EXERCICE COURT → Comment traduire en anglais cette phrase de l'extrait du document ci-dessous : « La grande force de la foi chrétienne est justement de n’être jamais réductible à un programme politique. » ?

EXTRAIT DU DOCUMENT →

###

Je suis fasciné par la fascination que représente le fait d’être catholique pour beaucoup de gens dans le monde politique et médiatique. C’est en tous les cas un sujet d’étonnement inépuisable. J’assume paisiblement ma foi, mais je n’en ai jamais fait un étendard. Je ne prétends pas du tout représenter les catholiques en politique – je suis d’ailleurs bien placé pour savoir que leurs choix politiques ne sont pas univoques, et tant mieux ! La grande force de la foi chrétienne est justement de n’être jamais réductible à un programme politique. On peut ainsi être authentiquement catholique et avoir des idées très différentes sur la meilleure manière de répondre au défi migratoire, au désendettement du pays ou à la décarbonation de l’industrie. Et c’est sans doute quelque chose qu’il faut défendre aujourd’hui, en particulier dans un moment où se développe en France la pratique musulmane qui, elle, ne connaît pas cette distinction entre le spirituel et le temporel.

###

ENTRÉES FOURNIES →
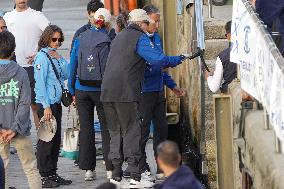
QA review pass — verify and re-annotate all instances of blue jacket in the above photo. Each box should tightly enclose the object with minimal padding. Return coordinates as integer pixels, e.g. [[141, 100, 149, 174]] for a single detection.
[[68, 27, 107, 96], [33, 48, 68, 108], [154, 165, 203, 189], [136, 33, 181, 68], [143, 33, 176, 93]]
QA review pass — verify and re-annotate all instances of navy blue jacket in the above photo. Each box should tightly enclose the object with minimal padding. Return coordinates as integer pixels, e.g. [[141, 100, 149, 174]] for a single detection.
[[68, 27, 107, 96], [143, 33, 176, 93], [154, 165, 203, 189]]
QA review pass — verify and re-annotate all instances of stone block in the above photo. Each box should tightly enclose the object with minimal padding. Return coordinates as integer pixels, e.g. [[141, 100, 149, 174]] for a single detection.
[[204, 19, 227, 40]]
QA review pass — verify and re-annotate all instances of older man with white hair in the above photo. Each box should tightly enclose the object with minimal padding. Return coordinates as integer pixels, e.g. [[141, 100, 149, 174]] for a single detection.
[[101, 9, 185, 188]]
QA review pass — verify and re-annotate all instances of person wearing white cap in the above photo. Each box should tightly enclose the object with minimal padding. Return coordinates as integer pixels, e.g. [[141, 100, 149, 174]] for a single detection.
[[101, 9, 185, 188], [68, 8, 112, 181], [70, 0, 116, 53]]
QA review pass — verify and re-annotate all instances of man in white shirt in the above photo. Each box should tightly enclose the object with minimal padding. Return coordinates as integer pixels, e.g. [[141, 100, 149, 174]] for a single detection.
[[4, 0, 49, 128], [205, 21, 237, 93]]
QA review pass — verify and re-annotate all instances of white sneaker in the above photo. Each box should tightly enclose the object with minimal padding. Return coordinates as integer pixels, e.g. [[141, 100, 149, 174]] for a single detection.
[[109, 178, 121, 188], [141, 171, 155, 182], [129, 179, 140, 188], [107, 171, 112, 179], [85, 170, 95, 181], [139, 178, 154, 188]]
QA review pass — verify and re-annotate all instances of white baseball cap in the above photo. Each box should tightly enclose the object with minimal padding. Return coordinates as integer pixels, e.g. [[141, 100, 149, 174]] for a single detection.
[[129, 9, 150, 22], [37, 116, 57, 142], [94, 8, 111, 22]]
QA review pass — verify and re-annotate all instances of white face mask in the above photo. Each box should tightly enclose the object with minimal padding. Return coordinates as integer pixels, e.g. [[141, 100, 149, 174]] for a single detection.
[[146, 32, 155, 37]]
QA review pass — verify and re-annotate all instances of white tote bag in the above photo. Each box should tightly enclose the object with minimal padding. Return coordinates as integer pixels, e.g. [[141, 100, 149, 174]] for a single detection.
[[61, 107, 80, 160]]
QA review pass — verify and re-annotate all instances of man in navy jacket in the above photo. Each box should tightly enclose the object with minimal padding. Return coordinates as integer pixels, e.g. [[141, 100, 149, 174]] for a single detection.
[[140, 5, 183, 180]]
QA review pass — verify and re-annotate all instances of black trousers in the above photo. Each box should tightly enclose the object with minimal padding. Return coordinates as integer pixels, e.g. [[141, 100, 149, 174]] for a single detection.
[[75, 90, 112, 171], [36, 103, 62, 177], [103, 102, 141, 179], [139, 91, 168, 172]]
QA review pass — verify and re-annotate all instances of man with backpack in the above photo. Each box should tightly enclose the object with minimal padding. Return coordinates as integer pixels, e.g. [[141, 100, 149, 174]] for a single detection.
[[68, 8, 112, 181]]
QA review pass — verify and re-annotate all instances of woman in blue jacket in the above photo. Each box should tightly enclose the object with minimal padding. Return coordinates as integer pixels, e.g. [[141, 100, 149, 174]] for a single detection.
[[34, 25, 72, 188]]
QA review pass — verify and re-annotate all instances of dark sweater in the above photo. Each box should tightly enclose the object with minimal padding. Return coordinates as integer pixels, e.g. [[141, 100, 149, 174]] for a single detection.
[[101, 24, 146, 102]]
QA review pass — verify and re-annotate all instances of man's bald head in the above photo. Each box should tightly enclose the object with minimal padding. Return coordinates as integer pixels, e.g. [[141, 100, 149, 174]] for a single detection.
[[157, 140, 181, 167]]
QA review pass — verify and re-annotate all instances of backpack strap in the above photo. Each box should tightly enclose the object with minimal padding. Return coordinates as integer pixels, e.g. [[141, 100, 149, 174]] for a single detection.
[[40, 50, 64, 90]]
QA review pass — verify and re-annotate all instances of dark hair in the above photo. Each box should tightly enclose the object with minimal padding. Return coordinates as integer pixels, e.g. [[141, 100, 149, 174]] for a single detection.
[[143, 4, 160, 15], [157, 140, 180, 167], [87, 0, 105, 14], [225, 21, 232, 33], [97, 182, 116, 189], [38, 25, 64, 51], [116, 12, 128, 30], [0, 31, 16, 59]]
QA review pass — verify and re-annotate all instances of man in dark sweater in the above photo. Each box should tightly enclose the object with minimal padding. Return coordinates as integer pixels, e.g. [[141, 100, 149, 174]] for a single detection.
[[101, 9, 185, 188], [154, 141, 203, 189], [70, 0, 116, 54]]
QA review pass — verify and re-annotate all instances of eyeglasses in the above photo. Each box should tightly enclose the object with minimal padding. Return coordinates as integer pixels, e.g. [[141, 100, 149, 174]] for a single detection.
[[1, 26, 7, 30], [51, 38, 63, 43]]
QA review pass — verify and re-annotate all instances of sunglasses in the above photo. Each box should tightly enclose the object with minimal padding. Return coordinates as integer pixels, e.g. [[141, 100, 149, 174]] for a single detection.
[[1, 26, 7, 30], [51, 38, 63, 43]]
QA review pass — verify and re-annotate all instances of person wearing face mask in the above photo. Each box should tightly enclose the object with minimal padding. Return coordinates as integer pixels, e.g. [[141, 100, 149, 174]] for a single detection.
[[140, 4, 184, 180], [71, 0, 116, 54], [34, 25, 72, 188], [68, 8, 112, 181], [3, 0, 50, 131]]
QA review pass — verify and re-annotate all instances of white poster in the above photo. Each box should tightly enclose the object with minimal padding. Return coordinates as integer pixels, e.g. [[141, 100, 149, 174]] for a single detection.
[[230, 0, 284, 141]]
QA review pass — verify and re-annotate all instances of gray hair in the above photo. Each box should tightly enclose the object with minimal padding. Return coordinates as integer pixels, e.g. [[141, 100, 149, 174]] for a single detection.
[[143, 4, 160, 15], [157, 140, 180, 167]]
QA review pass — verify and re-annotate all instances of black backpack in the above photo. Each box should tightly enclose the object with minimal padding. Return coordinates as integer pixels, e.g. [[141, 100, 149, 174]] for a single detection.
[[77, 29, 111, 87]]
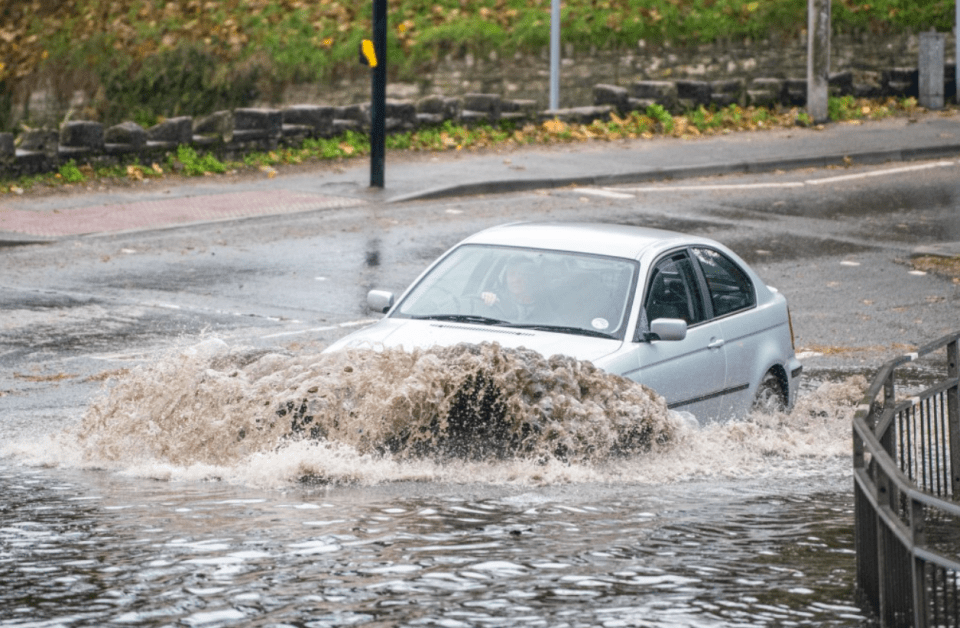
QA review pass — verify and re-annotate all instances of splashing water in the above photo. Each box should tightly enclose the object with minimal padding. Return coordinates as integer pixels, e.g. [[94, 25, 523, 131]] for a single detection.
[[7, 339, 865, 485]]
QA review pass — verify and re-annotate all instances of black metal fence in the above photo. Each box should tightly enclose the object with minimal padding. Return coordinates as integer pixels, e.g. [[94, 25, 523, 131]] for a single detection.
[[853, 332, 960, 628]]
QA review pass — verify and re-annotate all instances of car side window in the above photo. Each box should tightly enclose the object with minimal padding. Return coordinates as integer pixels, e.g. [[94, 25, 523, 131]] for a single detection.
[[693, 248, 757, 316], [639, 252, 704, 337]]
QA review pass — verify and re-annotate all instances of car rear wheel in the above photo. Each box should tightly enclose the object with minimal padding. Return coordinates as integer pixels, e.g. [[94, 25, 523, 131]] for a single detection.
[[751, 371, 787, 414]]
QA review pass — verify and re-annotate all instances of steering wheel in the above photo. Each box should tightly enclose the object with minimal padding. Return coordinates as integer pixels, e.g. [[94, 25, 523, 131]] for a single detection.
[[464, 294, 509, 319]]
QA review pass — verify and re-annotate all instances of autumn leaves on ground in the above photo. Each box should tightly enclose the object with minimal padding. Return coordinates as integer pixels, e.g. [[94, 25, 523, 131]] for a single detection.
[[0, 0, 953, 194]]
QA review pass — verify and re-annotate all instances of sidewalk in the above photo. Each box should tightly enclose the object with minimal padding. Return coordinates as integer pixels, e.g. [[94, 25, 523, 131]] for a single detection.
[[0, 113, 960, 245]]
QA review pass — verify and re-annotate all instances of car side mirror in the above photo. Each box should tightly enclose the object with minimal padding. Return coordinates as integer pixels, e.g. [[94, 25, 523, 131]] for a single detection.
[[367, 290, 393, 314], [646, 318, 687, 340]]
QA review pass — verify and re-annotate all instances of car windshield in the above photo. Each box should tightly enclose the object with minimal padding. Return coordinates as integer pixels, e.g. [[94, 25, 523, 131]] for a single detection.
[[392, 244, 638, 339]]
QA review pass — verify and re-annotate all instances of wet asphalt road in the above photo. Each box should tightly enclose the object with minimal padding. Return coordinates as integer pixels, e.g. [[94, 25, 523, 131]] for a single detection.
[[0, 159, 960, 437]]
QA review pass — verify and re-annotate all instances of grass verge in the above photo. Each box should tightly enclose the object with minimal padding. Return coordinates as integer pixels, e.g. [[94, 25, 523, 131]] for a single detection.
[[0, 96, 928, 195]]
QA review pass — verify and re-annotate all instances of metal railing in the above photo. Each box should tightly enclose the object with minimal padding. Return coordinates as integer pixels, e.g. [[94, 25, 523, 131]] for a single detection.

###

RÉPONSE RÉDIGÉE → The great strength of the Christian faith is precisely that it can never be reduced to a political program.